| TASK |
Copy out each row below that contains the string "officer". Case counts, so a row matches only when its capital and lowercase letters agree with that string.
-- Start --
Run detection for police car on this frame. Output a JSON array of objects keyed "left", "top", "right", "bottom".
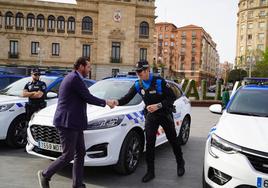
[
  {"left": 26, "top": 76, "right": 191, "bottom": 174},
  {"left": 203, "top": 79, "right": 268, "bottom": 188},
  {"left": 0, "top": 75, "right": 95, "bottom": 147}
]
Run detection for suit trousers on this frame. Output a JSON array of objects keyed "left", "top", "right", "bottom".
[
  {"left": 43, "top": 127, "right": 86, "bottom": 188},
  {"left": 145, "top": 112, "right": 183, "bottom": 168}
]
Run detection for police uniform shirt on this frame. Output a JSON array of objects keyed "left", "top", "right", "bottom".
[{"left": 24, "top": 80, "right": 47, "bottom": 103}]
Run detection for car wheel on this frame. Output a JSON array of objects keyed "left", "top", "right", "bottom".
[
  {"left": 179, "top": 117, "right": 190, "bottom": 145},
  {"left": 115, "top": 131, "right": 143, "bottom": 175},
  {"left": 6, "top": 115, "right": 28, "bottom": 148}
]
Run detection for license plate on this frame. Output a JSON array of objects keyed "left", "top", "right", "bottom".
[
  {"left": 38, "top": 141, "right": 62, "bottom": 152},
  {"left": 257, "top": 177, "right": 268, "bottom": 188}
]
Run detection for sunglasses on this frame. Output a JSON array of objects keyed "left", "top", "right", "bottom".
[{"left": 136, "top": 69, "right": 143, "bottom": 73}]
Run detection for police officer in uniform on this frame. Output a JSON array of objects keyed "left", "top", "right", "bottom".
[
  {"left": 114, "top": 61, "right": 185, "bottom": 182},
  {"left": 23, "top": 68, "right": 47, "bottom": 121}
]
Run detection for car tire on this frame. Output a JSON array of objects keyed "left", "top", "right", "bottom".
[
  {"left": 178, "top": 116, "right": 191, "bottom": 145},
  {"left": 6, "top": 114, "right": 28, "bottom": 148},
  {"left": 114, "top": 131, "right": 143, "bottom": 175},
  {"left": 202, "top": 167, "right": 211, "bottom": 188}
]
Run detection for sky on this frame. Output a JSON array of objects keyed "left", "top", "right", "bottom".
[{"left": 41, "top": 0, "right": 239, "bottom": 63}]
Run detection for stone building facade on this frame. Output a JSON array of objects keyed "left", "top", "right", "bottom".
[
  {"left": 235, "top": 0, "right": 268, "bottom": 70},
  {"left": 155, "top": 22, "right": 219, "bottom": 84},
  {"left": 0, "top": 0, "right": 155, "bottom": 80}
]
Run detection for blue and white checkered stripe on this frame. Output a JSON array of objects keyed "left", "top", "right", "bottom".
[
  {"left": 126, "top": 111, "right": 145, "bottom": 123},
  {"left": 16, "top": 103, "right": 25, "bottom": 108}
]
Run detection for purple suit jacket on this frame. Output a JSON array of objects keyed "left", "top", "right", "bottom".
[{"left": 53, "top": 71, "right": 106, "bottom": 130}]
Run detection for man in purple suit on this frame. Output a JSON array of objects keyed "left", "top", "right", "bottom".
[{"left": 38, "top": 57, "right": 114, "bottom": 188}]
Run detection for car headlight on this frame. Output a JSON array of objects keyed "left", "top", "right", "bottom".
[
  {"left": 87, "top": 115, "right": 125, "bottom": 130},
  {"left": 0, "top": 103, "right": 14, "bottom": 112},
  {"left": 209, "top": 133, "right": 241, "bottom": 158}
]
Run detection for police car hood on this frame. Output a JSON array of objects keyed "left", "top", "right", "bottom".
[
  {"left": 215, "top": 112, "right": 268, "bottom": 152},
  {"left": 31, "top": 103, "right": 140, "bottom": 126},
  {"left": 0, "top": 95, "right": 25, "bottom": 104}
]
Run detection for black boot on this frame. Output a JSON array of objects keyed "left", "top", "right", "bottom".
[
  {"left": 142, "top": 165, "right": 155, "bottom": 183},
  {"left": 177, "top": 159, "right": 185, "bottom": 176}
]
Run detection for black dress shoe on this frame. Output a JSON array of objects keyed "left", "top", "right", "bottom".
[
  {"left": 142, "top": 172, "right": 155, "bottom": 183},
  {"left": 177, "top": 164, "right": 185, "bottom": 176},
  {"left": 37, "top": 170, "right": 49, "bottom": 188}
]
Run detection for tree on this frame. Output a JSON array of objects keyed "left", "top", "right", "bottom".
[
  {"left": 228, "top": 69, "right": 247, "bottom": 83},
  {"left": 252, "top": 49, "right": 268, "bottom": 77}
]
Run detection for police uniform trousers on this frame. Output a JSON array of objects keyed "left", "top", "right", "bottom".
[
  {"left": 145, "top": 112, "right": 183, "bottom": 168},
  {"left": 43, "top": 127, "right": 86, "bottom": 188}
]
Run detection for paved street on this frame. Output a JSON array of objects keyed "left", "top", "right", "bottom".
[{"left": 0, "top": 107, "right": 219, "bottom": 188}]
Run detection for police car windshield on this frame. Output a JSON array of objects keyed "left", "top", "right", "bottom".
[
  {"left": 0, "top": 76, "right": 56, "bottom": 96},
  {"left": 227, "top": 88, "right": 268, "bottom": 117},
  {"left": 89, "top": 80, "right": 142, "bottom": 106}
]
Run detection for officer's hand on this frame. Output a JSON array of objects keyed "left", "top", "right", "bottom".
[
  {"left": 106, "top": 99, "right": 115, "bottom": 108},
  {"left": 146, "top": 104, "right": 159, "bottom": 113}
]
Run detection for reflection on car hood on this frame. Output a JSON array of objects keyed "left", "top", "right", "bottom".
[
  {"left": 32, "top": 103, "right": 143, "bottom": 125},
  {"left": 0, "top": 95, "right": 25, "bottom": 105},
  {"left": 215, "top": 112, "right": 268, "bottom": 152}
]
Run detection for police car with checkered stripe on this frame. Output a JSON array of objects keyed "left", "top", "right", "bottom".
[
  {"left": 0, "top": 75, "right": 95, "bottom": 148},
  {"left": 203, "top": 78, "right": 268, "bottom": 188},
  {"left": 26, "top": 76, "right": 191, "bottom": 174}
]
-- End --
| FINISHED ANSWER |
Run detection for police officer in uniform on this frame. Output a JSON array of objects keyed "left", "top", "right", "bottom".
Run detection for officer's hand on this frame. Output a JSON array of objects keyed "left", "top", "right", "bottom".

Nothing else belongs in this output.